Locate every line in the listing below that contains the string "member" and copy each such line. Matching is case-sensitive.

[Collected data entries]
- - - - -

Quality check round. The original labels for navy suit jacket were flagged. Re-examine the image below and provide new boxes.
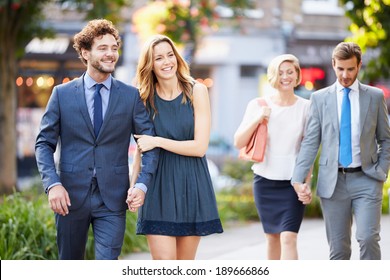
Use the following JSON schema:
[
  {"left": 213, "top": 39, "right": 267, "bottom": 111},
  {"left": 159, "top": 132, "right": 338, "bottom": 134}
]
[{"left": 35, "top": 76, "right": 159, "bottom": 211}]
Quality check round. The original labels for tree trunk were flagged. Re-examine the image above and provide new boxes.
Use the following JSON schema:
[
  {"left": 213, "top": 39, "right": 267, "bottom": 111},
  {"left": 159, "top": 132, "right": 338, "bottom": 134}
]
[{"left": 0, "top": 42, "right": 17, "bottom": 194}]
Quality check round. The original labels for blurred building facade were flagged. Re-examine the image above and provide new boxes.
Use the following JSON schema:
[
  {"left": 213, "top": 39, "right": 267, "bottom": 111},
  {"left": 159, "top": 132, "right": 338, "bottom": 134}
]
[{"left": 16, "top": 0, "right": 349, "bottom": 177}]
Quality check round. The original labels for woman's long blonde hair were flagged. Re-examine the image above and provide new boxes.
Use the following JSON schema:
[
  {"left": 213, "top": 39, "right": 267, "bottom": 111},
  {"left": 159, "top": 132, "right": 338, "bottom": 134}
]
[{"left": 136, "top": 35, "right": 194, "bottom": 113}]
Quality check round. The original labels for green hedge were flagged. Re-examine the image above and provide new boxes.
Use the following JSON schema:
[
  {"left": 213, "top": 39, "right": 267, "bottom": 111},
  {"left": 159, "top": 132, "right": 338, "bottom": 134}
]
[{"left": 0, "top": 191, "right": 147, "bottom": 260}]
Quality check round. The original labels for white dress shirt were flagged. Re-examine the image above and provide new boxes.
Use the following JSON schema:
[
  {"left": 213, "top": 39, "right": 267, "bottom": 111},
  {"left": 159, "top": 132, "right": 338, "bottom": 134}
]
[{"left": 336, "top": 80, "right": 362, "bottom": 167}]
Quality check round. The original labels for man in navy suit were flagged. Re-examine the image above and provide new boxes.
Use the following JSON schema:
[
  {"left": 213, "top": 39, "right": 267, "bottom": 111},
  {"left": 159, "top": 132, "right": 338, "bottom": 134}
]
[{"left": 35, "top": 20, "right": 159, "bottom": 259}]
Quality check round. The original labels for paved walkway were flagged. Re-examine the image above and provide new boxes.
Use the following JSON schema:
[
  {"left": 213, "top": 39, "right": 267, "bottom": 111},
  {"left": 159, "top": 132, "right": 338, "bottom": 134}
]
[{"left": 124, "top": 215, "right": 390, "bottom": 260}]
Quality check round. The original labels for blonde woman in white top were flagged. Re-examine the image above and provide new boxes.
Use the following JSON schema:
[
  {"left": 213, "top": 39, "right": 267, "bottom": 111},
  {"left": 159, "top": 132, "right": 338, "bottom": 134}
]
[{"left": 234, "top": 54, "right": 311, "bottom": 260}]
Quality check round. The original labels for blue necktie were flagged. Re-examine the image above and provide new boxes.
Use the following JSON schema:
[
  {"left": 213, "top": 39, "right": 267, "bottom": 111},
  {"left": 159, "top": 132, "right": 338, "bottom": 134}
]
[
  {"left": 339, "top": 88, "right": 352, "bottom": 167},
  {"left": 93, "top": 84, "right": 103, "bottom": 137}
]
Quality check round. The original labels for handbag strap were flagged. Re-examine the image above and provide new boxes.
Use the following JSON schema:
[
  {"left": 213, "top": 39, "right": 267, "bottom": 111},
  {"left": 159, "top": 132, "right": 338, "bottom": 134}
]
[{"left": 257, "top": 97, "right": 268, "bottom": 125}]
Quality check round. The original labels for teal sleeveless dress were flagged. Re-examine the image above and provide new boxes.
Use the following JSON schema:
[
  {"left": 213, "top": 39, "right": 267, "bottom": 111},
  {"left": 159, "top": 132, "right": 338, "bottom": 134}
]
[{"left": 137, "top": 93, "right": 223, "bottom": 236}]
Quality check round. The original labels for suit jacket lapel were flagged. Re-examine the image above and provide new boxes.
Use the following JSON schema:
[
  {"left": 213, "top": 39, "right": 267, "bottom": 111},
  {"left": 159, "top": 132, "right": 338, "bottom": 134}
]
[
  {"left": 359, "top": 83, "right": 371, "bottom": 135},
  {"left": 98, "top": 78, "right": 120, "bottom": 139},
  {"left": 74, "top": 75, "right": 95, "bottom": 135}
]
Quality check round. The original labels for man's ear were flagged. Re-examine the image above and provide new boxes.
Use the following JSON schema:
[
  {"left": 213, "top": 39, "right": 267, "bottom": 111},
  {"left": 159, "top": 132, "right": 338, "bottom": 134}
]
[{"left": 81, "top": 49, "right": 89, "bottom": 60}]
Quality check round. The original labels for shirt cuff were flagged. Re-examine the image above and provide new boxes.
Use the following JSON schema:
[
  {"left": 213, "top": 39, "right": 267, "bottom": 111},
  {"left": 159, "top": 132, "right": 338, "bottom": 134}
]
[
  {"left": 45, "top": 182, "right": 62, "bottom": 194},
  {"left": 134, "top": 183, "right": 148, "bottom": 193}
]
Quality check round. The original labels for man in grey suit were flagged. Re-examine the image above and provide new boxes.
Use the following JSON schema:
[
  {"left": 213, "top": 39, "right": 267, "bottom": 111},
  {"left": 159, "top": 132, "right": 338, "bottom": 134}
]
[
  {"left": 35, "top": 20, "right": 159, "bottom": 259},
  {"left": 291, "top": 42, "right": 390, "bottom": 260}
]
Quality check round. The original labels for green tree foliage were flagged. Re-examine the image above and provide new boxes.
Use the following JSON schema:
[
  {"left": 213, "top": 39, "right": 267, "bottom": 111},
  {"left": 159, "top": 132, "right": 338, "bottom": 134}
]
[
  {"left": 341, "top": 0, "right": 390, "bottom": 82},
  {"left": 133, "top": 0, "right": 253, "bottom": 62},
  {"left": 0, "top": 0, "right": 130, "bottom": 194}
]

- - - - -

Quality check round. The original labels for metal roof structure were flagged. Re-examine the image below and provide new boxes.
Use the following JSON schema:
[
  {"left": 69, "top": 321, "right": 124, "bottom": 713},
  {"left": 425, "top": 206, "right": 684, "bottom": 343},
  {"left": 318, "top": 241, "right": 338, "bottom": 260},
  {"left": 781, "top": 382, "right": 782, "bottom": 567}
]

- - - - -

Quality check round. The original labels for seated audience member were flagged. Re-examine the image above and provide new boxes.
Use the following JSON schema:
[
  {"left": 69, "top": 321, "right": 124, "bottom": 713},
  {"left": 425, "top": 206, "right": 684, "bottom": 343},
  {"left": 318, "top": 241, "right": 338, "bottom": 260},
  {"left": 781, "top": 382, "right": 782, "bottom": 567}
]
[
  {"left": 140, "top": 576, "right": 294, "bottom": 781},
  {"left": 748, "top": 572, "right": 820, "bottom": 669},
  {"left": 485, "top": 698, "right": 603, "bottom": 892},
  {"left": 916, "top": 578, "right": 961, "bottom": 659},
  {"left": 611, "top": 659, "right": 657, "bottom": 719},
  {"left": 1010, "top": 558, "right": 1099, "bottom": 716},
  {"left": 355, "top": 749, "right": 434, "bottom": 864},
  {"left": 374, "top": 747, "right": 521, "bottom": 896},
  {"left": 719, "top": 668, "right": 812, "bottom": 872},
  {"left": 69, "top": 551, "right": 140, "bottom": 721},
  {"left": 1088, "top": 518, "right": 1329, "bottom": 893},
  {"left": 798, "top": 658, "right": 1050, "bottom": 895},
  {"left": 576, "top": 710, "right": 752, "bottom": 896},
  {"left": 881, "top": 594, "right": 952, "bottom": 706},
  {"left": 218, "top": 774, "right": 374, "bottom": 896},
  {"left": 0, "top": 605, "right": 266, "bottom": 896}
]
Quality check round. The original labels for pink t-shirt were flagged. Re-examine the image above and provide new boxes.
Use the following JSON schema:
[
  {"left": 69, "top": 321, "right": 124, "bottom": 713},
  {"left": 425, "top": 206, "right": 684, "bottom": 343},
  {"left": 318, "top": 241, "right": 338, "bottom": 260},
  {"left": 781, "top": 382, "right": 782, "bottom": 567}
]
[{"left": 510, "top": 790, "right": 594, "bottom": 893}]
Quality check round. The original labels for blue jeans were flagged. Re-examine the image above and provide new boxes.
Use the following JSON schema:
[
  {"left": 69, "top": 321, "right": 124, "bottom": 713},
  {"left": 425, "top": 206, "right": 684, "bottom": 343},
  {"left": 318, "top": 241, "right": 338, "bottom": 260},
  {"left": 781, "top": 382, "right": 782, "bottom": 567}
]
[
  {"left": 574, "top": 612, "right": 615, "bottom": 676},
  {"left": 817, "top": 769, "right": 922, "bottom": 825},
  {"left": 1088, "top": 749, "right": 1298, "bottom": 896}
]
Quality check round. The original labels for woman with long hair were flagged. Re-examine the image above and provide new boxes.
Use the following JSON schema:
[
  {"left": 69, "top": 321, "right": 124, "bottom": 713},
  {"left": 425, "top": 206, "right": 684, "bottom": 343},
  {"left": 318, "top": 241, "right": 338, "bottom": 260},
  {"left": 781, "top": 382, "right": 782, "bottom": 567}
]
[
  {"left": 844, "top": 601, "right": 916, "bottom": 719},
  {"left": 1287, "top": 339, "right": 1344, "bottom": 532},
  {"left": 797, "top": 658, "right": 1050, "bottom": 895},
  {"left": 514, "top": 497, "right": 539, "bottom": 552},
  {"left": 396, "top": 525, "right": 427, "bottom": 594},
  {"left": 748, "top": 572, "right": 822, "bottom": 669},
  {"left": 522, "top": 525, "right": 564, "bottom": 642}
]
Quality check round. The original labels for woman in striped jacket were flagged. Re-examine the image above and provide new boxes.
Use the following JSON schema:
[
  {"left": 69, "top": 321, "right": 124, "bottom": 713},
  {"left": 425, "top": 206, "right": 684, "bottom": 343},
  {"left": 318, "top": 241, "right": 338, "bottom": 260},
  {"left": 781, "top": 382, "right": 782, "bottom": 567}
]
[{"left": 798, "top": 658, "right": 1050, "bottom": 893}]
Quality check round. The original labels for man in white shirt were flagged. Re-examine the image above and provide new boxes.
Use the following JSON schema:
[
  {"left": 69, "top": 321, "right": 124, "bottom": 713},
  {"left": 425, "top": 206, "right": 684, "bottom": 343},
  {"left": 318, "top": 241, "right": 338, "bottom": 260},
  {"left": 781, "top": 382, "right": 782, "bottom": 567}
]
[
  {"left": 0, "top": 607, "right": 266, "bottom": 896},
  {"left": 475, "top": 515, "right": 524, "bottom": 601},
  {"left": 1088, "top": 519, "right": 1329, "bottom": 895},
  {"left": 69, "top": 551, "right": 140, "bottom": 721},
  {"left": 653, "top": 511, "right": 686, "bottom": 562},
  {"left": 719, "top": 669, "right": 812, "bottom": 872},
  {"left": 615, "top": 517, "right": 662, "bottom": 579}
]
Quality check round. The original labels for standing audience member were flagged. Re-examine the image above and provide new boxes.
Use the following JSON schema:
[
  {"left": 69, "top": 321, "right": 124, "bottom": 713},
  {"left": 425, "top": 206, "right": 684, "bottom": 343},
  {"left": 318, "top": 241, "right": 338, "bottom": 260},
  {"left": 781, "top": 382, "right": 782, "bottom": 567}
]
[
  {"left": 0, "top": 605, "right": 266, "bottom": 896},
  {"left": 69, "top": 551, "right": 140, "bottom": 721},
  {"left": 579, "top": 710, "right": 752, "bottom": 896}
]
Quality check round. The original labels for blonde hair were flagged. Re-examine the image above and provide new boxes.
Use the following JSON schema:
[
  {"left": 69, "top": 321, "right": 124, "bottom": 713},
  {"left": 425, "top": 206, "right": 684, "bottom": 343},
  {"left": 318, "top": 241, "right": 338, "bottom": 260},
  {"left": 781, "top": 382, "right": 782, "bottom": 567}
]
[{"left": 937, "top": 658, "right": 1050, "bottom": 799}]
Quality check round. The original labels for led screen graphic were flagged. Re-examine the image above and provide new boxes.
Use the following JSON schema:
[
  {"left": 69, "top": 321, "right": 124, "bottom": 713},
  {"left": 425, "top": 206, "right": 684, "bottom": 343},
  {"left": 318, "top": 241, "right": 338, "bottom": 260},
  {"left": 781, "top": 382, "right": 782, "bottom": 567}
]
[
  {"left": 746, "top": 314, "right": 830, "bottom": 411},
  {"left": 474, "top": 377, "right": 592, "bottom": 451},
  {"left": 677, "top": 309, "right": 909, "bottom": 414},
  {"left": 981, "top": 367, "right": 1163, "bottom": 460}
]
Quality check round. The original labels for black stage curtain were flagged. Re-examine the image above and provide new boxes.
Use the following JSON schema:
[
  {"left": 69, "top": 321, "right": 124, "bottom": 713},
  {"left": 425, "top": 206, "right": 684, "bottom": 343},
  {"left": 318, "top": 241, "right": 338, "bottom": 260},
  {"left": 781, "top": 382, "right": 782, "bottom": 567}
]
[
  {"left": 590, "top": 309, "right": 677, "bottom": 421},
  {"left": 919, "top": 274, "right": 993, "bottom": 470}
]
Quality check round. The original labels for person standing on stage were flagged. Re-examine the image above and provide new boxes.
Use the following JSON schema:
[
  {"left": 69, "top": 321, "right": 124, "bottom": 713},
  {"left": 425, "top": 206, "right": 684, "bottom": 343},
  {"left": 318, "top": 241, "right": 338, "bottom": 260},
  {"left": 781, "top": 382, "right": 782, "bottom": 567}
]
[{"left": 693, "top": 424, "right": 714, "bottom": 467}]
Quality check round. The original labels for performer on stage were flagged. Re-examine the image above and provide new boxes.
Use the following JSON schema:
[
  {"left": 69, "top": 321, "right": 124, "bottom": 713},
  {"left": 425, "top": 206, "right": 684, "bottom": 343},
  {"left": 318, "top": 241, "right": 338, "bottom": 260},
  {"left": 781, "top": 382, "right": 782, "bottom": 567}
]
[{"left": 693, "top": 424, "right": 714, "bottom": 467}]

- - - - -

Result for this exercise:
Quality check round. The original labels for seated audience member were flagged. Re-examine the image above and provide new boxes.
Quality check round. The original labels for standing audience member were flagged. Re-examine the image above and provide new boxes.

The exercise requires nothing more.